Input for this task:
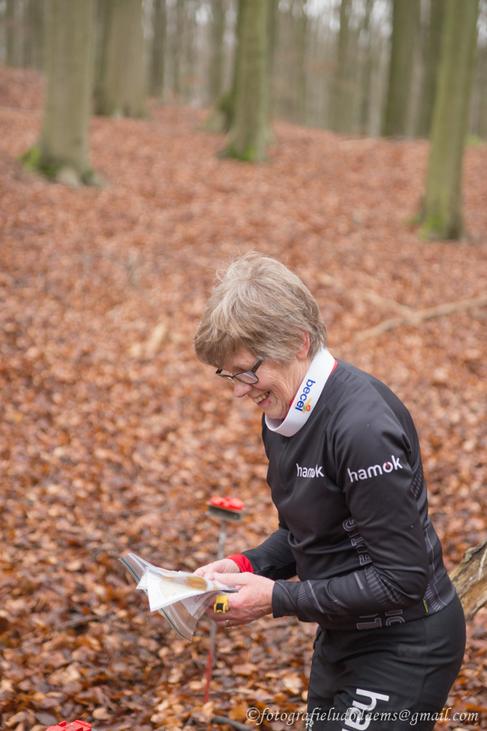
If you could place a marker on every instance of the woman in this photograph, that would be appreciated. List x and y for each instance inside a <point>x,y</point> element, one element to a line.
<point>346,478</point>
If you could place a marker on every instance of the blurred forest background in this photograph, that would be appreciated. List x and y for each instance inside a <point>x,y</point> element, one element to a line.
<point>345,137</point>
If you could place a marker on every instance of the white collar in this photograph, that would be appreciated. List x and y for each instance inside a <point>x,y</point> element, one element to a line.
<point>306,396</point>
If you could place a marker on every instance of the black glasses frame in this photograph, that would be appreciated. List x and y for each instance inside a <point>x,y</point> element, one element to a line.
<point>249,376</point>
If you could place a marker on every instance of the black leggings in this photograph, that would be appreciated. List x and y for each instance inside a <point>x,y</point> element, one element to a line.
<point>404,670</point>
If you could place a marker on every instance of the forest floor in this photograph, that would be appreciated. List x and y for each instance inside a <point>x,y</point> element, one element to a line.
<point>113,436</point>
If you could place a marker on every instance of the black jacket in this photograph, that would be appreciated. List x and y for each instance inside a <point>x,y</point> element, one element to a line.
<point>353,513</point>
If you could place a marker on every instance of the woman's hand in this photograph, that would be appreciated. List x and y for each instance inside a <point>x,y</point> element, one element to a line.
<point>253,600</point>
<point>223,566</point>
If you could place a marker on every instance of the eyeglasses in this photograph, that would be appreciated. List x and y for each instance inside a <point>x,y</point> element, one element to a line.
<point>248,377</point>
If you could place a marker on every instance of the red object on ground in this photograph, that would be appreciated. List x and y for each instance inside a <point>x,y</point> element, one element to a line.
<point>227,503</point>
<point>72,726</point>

Task description: Rewrite the items as a numbered list, starting from the beginning of the items and going on through the line with "<point>113,436</point>". Leave out blank lines and the pictures.

Result:
1. If you could place a marker on every instance of the woman in this photograph, that would be appreciated. List x and y for each instance inside a <point>x,y</point> element, one element to a line.
2. <point>346,478</point>
3. If you could place a marker on every instance of the blurred forest background in this photograph, that would be appreciated. List x and y for each instance inside a <point>x,y</point> element, one element to a line.
4. <point>345,137</point>
5. If you could place a marker on every instance of the white collar in this photograph, that would be appreciated. List x and y for each instance inside a <point>x,y</point> element, one element to a line.
6. <point>306,396</point>
7. If you could place a marker on every instance of the black glasses frame in this photograph, that would be appreciated. List x and y for each instance inside a <point>x,y</point> element, one element to a line.
8. <point>249,376</point>
9. If you could place a marker on every instance of the black leggings in this photograph, that would be appreciated. List x and y for each instance inside a <point>x,y</point> element, one element to a line.
10. <point>404,670</point>
11. If you could place a marker on every instance of the forest floor in this photograph, that would be appreciated. List x and y for each instance inside a <point>x,y</point> element, one element to a line.
12. <point>113,436</point>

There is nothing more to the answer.